▶ [STATED TASK]:
Find every line in the material below that contains the word "blazer", and copy each of those lines in full.

▶ [EXERCISE INPUTS]:
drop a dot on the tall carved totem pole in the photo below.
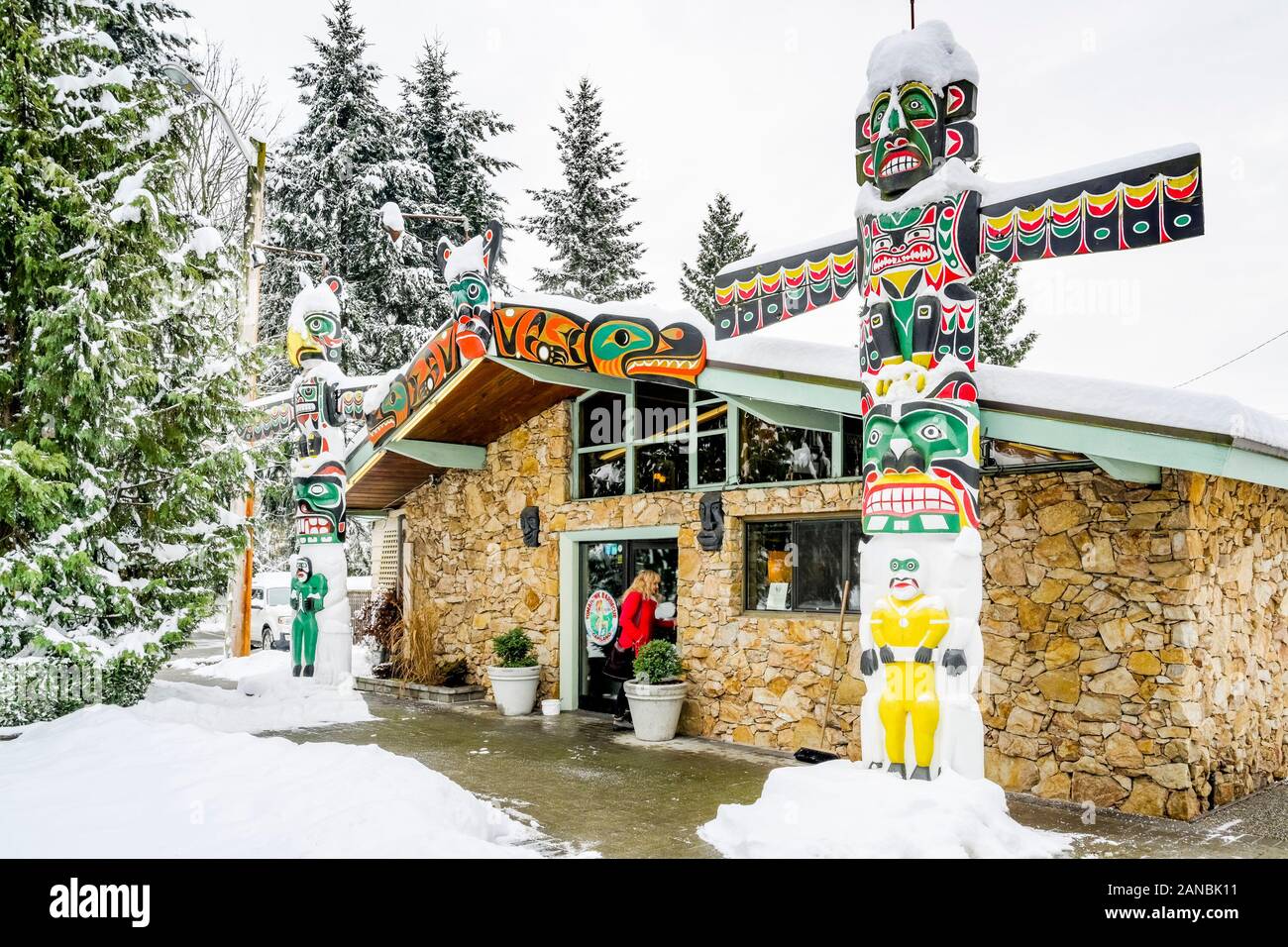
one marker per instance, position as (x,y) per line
(321,633)
(922,219)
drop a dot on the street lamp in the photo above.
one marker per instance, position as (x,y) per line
(188,82)
(393,221)
(256,155)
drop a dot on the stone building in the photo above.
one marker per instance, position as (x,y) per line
(1134,548)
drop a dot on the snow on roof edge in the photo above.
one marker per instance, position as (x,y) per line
(1030,388)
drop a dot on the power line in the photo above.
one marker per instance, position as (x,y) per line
(1254,348)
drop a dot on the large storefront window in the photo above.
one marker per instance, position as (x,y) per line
(774,454)
(660,437)
(601,445)
(802,565)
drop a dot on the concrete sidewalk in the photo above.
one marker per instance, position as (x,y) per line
(592,789)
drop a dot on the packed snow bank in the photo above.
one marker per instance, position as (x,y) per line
(261,702)
(110,783)
(842,809)
(261,663)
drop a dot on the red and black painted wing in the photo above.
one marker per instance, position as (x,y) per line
(764,294)
(1153,202)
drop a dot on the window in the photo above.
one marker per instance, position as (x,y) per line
(851,431)
(774,454)
(661,431)
(711,416)
(657,437)
(601,436)
(802,565)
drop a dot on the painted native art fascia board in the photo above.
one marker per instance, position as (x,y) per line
(548,331)
(1134,201)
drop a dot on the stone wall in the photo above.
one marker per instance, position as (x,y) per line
(1134,637)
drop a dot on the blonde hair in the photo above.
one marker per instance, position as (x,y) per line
(647,582)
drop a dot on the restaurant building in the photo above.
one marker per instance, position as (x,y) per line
(1134,540)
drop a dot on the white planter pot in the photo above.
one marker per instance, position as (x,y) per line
(656,709)
(515,688)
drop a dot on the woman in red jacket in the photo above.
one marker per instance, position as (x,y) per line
(638,625)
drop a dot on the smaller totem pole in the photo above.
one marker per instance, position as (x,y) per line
(321,634)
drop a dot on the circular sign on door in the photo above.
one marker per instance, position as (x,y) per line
(600,617)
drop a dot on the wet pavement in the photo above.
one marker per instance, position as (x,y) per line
(591,789)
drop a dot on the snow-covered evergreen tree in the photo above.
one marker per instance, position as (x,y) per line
(720,244)
(584,222)
(120,385)
(1001,309)
(449,137)
(325,191)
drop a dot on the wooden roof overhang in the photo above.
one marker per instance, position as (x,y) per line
(451,431)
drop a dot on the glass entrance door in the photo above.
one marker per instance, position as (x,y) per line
(608,570)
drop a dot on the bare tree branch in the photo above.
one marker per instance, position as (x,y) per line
(214,180)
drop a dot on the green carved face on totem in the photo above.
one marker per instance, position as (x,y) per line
(919,468)
(320,514)
(472,300)
(906,134)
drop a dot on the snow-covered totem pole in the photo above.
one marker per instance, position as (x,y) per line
(919,575)
(321,634)
(923,218)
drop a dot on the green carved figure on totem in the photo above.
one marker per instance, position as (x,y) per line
(308,598)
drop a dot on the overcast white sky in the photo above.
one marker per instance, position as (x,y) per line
(756,98)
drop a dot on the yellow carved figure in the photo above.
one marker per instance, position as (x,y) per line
(907,626)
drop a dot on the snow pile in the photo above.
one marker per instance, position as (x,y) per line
(110,783)
(1013,388)
(391,219)
(467,258)
(842,809)
(204,243)
(377,392)
(787,250)
(261,663)
(928,54)
(127,200)
(259,703)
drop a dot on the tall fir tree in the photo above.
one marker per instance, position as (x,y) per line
(1001,309)
(584,222)
(325,192)
(720,244)
(120,385)
(449,137)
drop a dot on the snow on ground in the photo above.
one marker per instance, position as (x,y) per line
(125,784)
(261,661)
(841,809)
(262,702)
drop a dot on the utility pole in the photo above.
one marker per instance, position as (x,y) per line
(237,633)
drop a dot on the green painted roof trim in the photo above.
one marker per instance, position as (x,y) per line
(1127,453)
(1131,451)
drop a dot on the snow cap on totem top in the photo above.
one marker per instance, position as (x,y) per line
(309,299)
(927,54)
(469,257)
(313,299)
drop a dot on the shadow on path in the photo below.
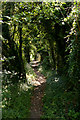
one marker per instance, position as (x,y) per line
(38,93)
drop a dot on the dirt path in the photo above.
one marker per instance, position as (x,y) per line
(38,93)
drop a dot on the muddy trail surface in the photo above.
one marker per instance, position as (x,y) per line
(38,93)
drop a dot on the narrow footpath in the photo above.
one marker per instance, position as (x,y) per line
(38,93)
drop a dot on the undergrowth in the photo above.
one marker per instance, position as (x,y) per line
(59,103)
(15,100)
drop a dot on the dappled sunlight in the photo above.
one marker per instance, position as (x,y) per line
(24,86)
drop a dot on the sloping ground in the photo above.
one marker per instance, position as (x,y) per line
(38,93)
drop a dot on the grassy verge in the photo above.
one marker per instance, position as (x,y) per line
(16,96)
(15,101)
(58,102)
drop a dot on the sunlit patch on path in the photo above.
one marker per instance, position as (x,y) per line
(38,93)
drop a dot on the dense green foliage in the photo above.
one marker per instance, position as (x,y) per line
(50,33)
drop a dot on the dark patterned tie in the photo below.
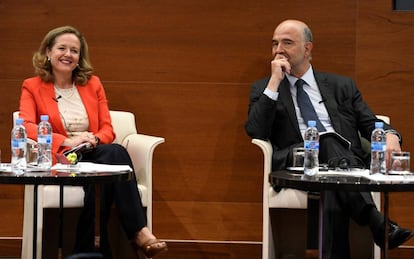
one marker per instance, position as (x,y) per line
(305,106)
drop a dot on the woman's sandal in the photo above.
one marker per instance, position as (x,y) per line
(153,247)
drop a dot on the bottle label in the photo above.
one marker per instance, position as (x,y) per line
(44,139)
(311,145)
(19,143)
(378,146)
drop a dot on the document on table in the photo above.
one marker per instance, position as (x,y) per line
(407,177)
(89,167)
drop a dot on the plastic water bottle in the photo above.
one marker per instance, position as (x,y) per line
(18,146)
(44,143)
(378,148)
(311,145)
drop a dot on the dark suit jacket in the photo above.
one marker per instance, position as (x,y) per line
(276,120)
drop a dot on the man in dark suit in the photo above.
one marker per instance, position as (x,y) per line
(274,115)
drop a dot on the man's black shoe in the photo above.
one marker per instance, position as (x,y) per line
(396,236)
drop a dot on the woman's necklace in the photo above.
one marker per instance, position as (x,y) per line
(65,92)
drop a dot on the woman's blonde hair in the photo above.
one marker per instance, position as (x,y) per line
(81,74)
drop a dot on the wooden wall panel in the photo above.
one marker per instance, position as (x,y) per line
(185,68)
(385,75)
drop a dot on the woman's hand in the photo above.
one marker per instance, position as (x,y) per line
(81,138)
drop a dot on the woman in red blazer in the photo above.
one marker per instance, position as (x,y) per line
(75,101)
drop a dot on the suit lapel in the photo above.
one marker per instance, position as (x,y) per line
(286,96)
(328,96)
(48,96)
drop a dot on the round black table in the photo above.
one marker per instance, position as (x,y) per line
(335,180)
(61,178)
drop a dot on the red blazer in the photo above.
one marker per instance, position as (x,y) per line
(38,98)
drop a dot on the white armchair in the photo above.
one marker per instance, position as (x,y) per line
(140,148)
(284,200)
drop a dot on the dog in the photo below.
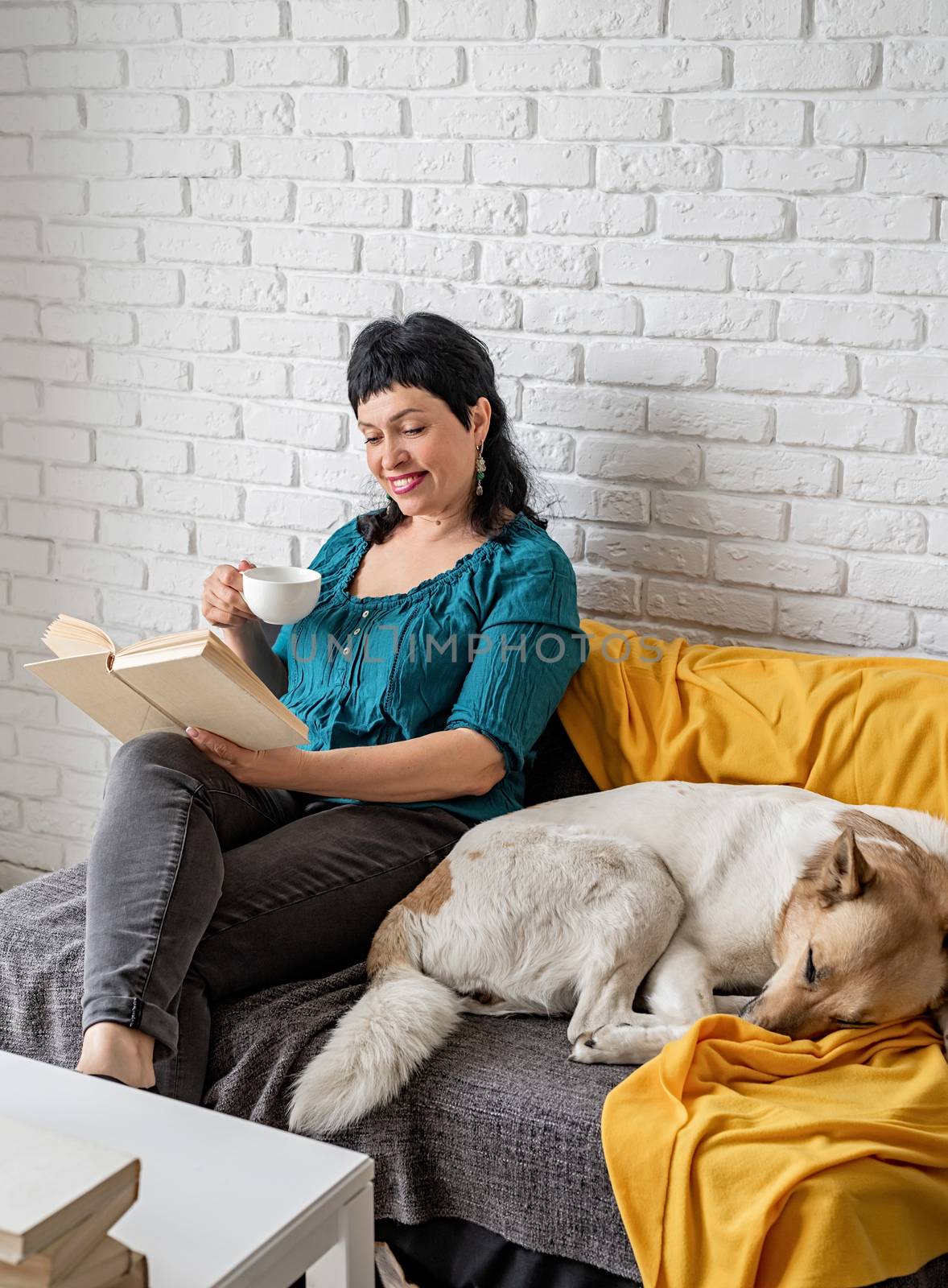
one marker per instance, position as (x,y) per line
(684,894)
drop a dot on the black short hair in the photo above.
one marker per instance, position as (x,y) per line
(427,351)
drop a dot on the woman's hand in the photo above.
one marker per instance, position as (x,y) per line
(222,602)
(282,766)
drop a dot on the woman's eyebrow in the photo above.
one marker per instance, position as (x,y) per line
(409,411)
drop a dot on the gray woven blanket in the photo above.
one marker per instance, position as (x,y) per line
(499,1129)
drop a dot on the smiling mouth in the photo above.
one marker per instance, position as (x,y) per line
(407,482)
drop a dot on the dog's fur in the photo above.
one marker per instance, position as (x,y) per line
(686,892)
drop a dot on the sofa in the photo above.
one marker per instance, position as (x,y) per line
(490,1171)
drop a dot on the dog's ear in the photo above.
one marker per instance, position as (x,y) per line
(847,873)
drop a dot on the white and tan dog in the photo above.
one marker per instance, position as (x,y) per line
(684,889)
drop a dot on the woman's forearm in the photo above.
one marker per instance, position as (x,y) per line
(248,642)
(435,766)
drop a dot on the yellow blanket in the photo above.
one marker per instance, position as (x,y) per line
(737,1157)
(860,729)
(742,1159)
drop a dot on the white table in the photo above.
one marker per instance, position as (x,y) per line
(222,1201)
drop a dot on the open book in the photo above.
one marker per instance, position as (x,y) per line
(190,678)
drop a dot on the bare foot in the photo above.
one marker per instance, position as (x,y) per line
(119,1051)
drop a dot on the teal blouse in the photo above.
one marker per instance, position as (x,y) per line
(490,644)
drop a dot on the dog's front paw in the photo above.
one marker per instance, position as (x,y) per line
(606,1045)
(624,1043)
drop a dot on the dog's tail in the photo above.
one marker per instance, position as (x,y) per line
(401,1021)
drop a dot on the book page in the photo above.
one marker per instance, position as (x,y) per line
(66,637)
(197,692)
(88,683)
(56,1175)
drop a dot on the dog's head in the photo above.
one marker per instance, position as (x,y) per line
(864,937)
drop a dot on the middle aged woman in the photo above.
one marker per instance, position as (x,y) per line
(443,639)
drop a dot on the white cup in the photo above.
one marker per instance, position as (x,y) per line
(281,596)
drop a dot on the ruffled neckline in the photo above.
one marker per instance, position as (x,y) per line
(442,579)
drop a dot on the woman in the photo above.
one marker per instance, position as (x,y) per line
(444,637)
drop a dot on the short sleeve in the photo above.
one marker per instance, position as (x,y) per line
(527,650)
(328,558)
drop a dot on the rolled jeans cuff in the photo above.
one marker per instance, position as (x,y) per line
(134,1014)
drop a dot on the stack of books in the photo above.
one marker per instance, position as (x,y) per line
(58,1198)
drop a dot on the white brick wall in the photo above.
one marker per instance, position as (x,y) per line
(703,240)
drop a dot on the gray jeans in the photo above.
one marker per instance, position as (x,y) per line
(200,888)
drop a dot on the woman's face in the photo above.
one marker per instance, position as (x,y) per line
(410,431)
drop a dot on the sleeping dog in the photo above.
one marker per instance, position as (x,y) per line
(674,892)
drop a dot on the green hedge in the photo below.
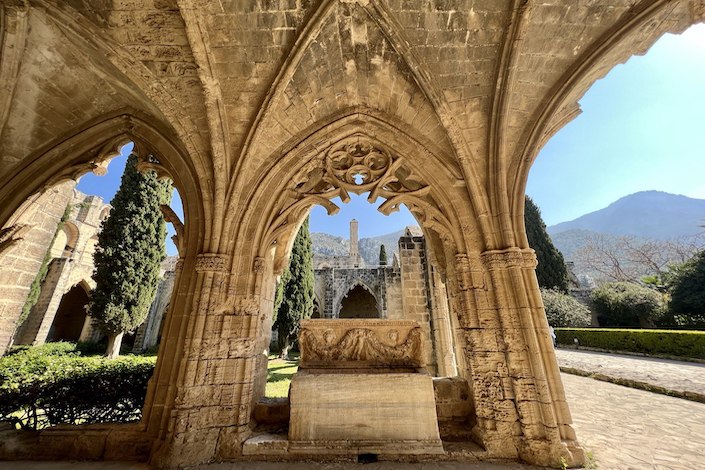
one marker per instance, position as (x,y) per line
(54,384)
(664,342)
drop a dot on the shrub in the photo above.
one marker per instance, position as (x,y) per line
(627,304)
(689,344)
(687,291)
(564,310)
(54,384)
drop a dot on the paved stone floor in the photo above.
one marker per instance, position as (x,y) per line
(624,428)
(620,427)
(672,375)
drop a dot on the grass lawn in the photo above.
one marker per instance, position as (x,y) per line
(279,372)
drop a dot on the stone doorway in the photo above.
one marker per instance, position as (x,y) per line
(70,316)
(359,303)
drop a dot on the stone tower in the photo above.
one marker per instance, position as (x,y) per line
(354,250)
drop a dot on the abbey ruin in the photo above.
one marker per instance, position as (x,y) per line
(259,110)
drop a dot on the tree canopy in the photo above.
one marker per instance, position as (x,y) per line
(551,270)
(294,298)
(129,254)
(687,287)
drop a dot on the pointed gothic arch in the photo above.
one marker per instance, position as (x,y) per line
(357,300)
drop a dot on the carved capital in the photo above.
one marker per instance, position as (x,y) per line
(469,271)
(211,262)
(11,235)
(179,266)
(258,265)
(509,258)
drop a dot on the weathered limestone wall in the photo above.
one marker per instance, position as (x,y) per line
(415,293)
(147,335)
(20,262)
(71,263)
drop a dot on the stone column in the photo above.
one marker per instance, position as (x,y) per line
(214,384)
(354,249)
(442,329)
(519,398)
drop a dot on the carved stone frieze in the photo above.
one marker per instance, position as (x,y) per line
(510,258)
(211,262)
(360,343)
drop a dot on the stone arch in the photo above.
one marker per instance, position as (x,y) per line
(90,147)
(396,166)
(72,235)
(633,35)
(71,314)
(435,210)
(104,213)
(363,295)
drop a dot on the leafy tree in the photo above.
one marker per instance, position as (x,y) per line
(297,291)
(382,256)
(128,255)
(627,304)
(563,310)
(551,271)
(687,287)
(630,259)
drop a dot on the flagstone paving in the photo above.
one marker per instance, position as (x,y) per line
(625,429)
(620,428)
(683,377)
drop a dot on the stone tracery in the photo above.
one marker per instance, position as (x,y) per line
(201,105)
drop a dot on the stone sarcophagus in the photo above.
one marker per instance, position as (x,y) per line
(360,389)
(361,344)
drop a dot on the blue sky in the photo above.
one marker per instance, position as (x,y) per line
(642,128)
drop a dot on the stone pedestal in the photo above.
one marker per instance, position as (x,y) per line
(360,390)
(359,413)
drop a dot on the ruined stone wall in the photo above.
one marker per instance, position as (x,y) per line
(415,292)
(20,262)
(71,263)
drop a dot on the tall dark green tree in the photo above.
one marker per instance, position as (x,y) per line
(296,298)
(128,255)
(687,286)
(551,270)
(382,256)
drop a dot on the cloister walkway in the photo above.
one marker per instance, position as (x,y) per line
(675,377)
(621,428)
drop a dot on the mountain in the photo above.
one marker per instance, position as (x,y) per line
(325,244)
(646,214)
(369,247)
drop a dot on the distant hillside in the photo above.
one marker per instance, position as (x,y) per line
(369,247)
(647,214)
(325,244)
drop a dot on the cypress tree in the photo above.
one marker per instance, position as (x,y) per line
(551,271)
(686,287)
(382,256)
(297,290)
(128,255)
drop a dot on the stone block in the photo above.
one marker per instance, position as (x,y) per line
(364,413)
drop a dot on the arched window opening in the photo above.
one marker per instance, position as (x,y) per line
(60,229)
(70,316)
(359,303)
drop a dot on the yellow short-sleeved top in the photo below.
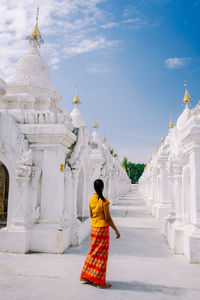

▶ [SOLUTION TO THE EXERCISE]:
drop a dot on the woman in red blazer in the photo above.
drop a dot on the red blazer in the photo above.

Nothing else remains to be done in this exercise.